• _Pointing dataset excerpts_
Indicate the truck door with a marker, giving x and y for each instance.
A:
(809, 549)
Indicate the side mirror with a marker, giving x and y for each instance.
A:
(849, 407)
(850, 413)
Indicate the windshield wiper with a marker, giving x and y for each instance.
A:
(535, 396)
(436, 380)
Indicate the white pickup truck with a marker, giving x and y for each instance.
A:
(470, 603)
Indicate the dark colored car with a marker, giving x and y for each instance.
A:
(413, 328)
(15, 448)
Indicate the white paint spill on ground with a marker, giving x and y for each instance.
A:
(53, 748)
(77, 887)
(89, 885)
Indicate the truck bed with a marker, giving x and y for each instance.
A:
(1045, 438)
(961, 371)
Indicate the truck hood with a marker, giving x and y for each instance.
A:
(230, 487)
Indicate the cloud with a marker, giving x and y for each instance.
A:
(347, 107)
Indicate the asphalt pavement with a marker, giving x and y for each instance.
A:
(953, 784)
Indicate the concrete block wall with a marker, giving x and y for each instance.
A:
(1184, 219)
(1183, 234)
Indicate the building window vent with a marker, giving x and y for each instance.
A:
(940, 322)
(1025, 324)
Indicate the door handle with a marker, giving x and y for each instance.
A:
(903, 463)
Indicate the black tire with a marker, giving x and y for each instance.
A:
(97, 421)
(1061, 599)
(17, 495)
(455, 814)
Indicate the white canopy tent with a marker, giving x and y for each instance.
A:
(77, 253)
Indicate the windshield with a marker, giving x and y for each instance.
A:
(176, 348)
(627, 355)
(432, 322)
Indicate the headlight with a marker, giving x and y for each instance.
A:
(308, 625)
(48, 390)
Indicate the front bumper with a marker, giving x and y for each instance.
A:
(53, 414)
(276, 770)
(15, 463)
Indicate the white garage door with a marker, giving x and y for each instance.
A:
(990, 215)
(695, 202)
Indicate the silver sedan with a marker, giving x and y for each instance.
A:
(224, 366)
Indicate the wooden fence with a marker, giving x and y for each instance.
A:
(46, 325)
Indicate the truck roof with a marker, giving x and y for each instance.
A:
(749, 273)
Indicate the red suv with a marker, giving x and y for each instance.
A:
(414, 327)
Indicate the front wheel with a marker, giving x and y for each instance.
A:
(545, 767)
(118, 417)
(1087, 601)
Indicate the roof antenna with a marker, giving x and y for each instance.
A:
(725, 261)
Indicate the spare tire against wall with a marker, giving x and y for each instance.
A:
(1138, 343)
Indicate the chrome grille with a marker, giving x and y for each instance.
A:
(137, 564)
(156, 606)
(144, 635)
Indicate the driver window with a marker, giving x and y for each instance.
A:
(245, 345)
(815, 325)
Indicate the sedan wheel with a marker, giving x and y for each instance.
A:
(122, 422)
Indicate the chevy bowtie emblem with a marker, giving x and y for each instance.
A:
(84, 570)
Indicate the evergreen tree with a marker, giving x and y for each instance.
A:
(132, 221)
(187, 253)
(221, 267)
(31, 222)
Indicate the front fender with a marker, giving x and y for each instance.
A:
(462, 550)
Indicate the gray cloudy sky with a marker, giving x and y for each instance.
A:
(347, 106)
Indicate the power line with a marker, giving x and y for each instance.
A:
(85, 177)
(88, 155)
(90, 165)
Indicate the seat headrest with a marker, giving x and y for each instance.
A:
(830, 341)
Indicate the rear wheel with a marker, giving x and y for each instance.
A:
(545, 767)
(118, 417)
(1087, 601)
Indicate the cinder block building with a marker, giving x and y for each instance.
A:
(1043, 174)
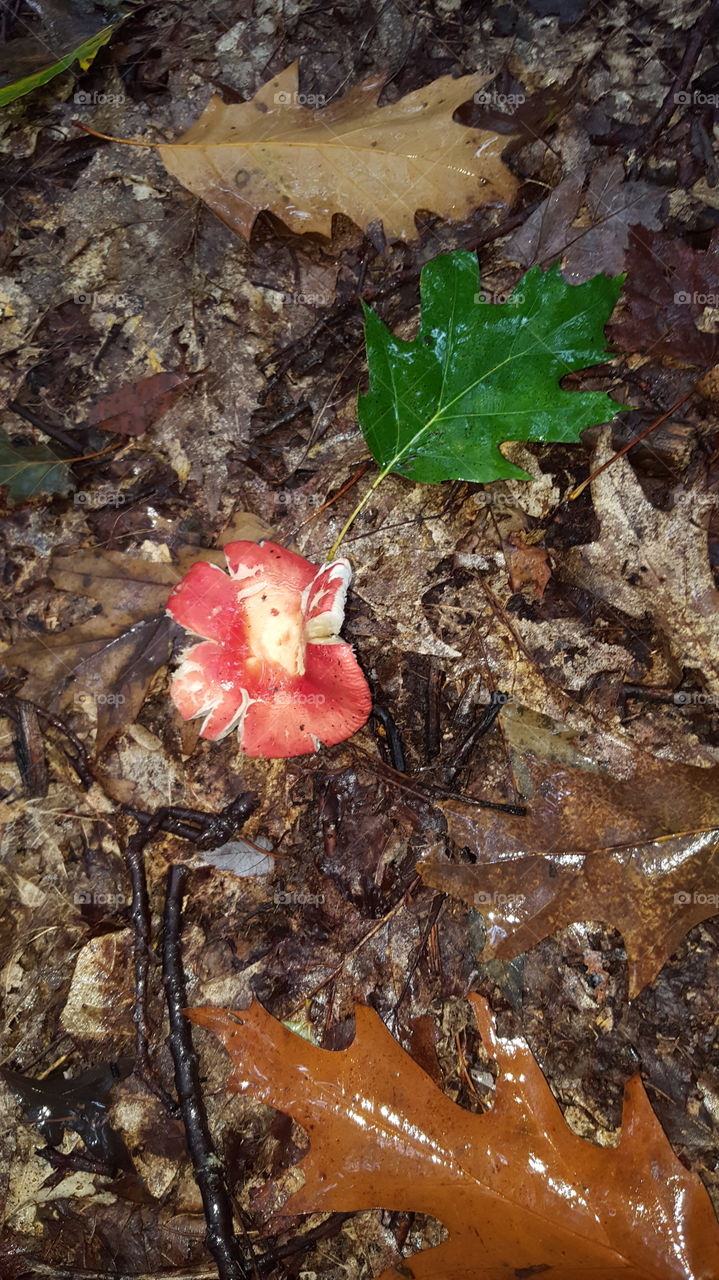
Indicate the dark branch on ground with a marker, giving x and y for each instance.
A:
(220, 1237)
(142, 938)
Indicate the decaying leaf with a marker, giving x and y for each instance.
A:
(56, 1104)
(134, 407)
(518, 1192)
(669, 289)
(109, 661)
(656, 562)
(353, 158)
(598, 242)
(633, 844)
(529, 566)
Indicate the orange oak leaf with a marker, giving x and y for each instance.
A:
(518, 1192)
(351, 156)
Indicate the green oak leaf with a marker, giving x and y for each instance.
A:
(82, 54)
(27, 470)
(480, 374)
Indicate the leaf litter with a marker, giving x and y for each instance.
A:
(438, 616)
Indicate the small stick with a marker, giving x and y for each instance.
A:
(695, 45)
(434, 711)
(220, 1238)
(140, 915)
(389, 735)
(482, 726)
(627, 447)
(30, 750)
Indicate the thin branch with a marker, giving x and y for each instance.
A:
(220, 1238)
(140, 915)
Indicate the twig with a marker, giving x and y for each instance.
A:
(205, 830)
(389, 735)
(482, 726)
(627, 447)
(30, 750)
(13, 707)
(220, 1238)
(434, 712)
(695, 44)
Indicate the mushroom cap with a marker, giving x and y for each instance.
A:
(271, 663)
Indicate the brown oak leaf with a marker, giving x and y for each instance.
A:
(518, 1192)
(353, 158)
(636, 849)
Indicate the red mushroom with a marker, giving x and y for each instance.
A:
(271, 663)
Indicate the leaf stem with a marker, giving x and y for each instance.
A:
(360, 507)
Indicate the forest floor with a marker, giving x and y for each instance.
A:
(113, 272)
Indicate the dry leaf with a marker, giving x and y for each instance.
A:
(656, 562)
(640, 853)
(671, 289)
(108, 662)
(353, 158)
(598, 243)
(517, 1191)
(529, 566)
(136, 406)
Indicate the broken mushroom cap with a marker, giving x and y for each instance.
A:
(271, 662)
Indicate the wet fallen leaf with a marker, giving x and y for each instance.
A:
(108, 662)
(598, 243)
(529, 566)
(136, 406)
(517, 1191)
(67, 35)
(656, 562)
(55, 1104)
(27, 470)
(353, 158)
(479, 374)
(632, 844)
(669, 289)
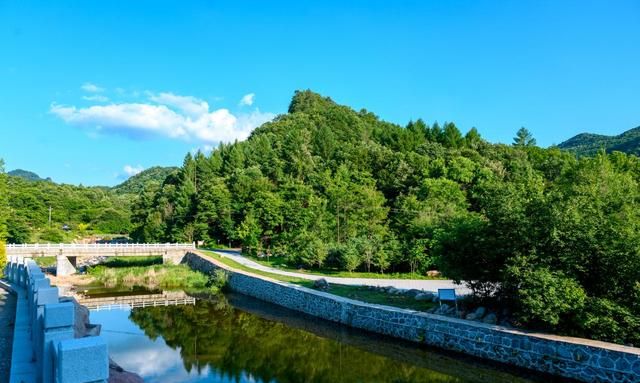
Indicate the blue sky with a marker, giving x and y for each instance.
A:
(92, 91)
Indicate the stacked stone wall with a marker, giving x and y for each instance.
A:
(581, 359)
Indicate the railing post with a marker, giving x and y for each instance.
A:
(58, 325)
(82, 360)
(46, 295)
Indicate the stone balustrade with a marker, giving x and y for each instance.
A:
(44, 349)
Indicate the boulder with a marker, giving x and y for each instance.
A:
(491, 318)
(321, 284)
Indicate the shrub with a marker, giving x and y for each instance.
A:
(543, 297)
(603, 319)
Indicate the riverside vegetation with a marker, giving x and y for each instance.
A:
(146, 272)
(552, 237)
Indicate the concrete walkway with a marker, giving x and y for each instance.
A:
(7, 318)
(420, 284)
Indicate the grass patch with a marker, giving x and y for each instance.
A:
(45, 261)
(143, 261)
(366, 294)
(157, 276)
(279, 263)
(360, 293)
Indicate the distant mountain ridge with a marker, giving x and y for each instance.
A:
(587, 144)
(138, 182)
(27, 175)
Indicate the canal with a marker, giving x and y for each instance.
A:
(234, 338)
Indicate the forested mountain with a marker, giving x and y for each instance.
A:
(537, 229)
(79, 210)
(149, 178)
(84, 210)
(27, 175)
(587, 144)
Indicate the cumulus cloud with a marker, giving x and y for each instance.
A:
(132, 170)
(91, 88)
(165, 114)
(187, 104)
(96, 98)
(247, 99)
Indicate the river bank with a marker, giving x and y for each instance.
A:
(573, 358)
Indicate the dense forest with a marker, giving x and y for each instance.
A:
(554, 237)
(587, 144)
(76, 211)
* * *
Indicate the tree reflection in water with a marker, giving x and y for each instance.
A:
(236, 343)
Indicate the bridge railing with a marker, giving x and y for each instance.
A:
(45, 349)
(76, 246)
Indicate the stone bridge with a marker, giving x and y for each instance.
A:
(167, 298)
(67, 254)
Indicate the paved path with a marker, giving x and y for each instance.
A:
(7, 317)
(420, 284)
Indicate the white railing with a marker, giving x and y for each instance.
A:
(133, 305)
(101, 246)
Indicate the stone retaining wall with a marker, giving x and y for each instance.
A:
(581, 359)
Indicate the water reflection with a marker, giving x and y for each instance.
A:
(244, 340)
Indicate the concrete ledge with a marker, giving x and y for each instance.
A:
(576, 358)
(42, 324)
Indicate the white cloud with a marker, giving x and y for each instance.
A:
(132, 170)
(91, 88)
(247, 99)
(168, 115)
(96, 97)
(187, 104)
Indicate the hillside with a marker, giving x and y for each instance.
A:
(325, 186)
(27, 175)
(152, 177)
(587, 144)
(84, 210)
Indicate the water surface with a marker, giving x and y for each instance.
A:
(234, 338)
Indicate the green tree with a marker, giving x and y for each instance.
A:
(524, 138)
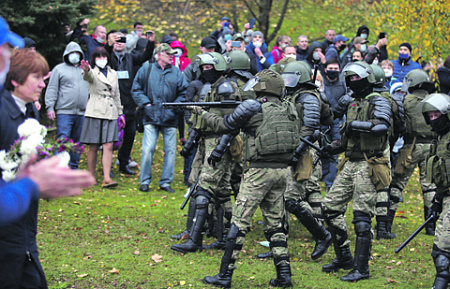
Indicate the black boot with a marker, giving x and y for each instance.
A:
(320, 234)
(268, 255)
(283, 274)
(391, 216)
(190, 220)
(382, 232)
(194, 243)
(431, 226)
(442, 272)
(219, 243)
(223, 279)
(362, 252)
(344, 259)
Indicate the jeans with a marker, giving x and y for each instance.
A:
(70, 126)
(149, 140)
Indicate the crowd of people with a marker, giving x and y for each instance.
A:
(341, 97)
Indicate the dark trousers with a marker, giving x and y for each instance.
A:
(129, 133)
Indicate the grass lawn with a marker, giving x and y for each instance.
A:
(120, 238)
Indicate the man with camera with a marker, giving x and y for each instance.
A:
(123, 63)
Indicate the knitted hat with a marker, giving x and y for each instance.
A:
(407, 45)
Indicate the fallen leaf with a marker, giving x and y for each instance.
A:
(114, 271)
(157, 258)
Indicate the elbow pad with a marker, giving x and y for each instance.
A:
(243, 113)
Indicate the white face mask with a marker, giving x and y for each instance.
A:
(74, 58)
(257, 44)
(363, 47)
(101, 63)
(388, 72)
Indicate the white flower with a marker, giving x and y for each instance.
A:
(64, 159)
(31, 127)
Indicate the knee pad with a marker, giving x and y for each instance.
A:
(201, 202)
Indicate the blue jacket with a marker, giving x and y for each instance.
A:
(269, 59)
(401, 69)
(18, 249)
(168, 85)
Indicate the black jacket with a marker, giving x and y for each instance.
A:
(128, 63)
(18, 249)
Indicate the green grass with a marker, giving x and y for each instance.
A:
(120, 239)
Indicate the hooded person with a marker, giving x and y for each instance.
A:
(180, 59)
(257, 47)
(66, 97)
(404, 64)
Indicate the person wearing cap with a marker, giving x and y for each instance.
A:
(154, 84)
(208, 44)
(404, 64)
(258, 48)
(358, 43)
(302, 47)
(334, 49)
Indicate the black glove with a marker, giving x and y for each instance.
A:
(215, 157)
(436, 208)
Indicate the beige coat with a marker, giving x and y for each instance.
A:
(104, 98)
==
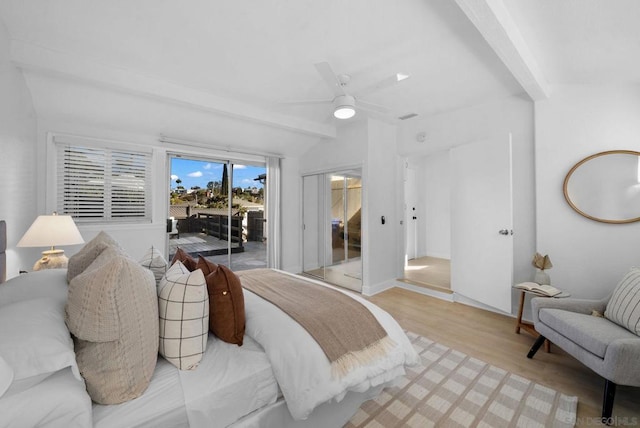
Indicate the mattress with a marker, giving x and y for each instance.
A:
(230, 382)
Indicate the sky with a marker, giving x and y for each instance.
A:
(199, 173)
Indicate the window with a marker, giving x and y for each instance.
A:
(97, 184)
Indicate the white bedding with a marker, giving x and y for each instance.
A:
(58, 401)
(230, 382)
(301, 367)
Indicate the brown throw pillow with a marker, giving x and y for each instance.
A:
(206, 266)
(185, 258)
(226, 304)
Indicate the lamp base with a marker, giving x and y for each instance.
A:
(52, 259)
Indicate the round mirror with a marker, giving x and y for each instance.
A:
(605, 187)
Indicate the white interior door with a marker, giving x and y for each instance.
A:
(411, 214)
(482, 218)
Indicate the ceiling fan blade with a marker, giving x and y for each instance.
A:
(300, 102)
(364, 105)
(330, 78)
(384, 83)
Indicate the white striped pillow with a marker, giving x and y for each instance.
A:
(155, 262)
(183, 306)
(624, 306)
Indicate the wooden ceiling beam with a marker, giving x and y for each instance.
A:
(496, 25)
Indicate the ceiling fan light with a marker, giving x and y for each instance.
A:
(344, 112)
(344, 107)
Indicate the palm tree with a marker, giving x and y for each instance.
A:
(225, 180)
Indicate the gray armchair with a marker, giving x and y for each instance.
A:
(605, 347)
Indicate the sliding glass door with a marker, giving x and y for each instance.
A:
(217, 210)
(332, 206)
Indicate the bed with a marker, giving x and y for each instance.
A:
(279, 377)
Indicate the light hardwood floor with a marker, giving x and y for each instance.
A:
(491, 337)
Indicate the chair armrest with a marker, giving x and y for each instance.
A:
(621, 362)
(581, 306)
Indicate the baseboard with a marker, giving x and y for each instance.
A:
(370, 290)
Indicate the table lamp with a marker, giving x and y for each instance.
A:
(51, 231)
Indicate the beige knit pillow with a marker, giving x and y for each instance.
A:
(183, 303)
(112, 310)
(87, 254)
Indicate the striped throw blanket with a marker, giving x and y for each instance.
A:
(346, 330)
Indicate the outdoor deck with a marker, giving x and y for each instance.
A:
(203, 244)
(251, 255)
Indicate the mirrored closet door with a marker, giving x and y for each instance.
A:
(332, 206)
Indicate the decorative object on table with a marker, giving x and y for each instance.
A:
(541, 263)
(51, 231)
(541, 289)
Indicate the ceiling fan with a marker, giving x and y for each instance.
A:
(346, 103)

• _TASK DETAILS_
How many lines above contain the word "floor"? Give only the number.

• _FINISHED EXERCISE_
2